Lay out every line of the listing below as a Markdown table with the columns Row and Line. Number the rows, and skip any blank lines.

Records held in a dataset:
————————
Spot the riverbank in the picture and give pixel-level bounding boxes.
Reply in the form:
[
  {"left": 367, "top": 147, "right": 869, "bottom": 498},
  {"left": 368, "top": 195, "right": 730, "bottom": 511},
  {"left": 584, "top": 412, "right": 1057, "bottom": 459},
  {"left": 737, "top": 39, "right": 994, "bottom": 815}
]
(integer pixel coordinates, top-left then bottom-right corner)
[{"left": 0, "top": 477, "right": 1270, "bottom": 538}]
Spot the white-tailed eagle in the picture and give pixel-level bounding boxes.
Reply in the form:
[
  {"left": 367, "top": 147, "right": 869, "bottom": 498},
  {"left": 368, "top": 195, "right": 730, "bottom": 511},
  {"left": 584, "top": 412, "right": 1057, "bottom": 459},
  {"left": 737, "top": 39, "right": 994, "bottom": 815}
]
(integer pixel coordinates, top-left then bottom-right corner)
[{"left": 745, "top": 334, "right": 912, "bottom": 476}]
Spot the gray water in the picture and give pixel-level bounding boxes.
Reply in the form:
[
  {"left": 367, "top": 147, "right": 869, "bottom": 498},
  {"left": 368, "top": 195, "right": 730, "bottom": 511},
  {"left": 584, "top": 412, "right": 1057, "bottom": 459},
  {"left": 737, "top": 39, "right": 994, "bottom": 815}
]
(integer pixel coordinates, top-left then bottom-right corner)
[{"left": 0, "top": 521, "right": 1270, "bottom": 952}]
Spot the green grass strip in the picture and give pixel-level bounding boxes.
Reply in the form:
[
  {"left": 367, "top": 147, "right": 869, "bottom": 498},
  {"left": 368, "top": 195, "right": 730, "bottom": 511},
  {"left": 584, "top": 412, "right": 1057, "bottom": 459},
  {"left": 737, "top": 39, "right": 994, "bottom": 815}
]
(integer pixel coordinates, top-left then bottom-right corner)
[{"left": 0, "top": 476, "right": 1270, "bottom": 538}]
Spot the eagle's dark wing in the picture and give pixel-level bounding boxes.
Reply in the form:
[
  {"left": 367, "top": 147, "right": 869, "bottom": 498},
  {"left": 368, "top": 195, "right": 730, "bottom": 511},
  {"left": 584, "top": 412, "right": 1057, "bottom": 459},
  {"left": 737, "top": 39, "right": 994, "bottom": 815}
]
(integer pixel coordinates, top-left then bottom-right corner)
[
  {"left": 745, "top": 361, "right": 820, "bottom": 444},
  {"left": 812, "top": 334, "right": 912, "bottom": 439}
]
————————
## Response
| Row | Line |
|---|---|
| 1 | Spot the riverbank in the picture and give pixel-level bounding boxes. |
| 2 | Reply in the form: |
| 3 | [ |
| 4 |   {"left": 367, "top": 147, "right": 869, "bottom": 498}, |
| 5 |   {"left": 368, "top": 195, "right": 730, "bottom": 511}, |
| 6 |   {"left": 584, "top": 412, "right": 1057, "bottom": 459}, |
| 7 |   {"left": 737, "top": 39, "right": 994, "bottom": 815} |
| 8 | ] |
| 9 | (integer pixel coordinates, top-left then bottom-right corner) |
| 10 | [{"left": 0, "top": 477, "right": 1270, "bottom": 538}] |
| 11 | Spot the white-tailed eagle in the picture and give pixel-level bounding boxes. |
| 12 | Reply in the form: |
| 13 | [ |
| 14 |   {"left": 367, "top": 147, "right": 869, "bottom": 498}, |
| 15 |   {"left": 368, "top": 195, "right": 730, "bottom": 511}, |
| 16 |   {"left": 584, "top": 412, "right": 1057, "bottom": 459}, |
| 17 |   {"left": 737, "top": 39, "right": 994, "bottom": 815} |
| 18 | ] |
| 19 | (integer pixel coordinates, top-left then bottom-right corner) |
| 20 | [{"left": 745, "top": 334, "right": 912, "bottom": 476}] |
| 21 | Spot the gray water in the picture and give pixel-level bounding boxes. |
| 22 | Reply in the form: |
| 23 | [ |
| 24 |   {"left": 367, "top": 147, "right": 869, "bottom": 498}, |
| 25 |   {"left": 368, "top": 195, "right": 730, "bottom": 511}, |
| 26 |   {"left": 584, "top": 412, "right": 1057, "bottom": 459}, |
| 27 |   {"left": 737, "top": 39, "right": 994, "bottom": 815} |
| 28 | ] |
| 29 | (integer pixel coordinates, top-left then bottom-right corner) |
| 30 | [{"left": 0, "top": 521, "right": 1270, "bottom": 952}] |
| 31 | Spot the green grass strip in the picture and give pixel-level bounding boxes. |
| 32 | Reply in the form: |
| 33 | [ |
| 34 |   {"left": 367, "top": 147, "right": 869, "bottom": 498}, |
| 35 |   {"left": 368, "top": 195, "right": 730, "bottom": 511}, |
| 36 |   {"left": 584, "top": 412, "right": 1057, "bottom": 459}, |
| 37 |   {"left": 737, "top": 39, "right": 994, "bottom": 815} |
| 38 | ] |
| 39 | (integer pixel coordinates, top-left then bottom-right corner) |
| 40 | [{"left": 0, "top": 476, "right": 1270, "bottom": 538}] |
| 41 | Spot the eagle's dark wing in the picture and give pixel-level bounding boxes. |
| 42 | Reply in the form: |
| 43 | [ |
| 44 |   {"left": 367, "top": 147, "right": 869, "bottom": 498}, |
| 45 |   {"left": 368, "top": 195, "right": 730, "bottom": 511}, |
| 46 |   {"left": 584, "top": 412, "right": 1057, "bottom": 459}, |
| 47 |   {"left": 737, "top": 39, "right": 994, "bottom": 815} |
| 48 | ] |
| 49 | (integer pixel coordinates, top-left then bottom-right corner) |
| 50 | [ |
| 51 |   {"left": 745, "top": 361, "right": 820, "bottom": 444}, |
| 52 |   {"left": 812, "top": 334, "right": 912, "bottom": 439} |
| 53 | ] |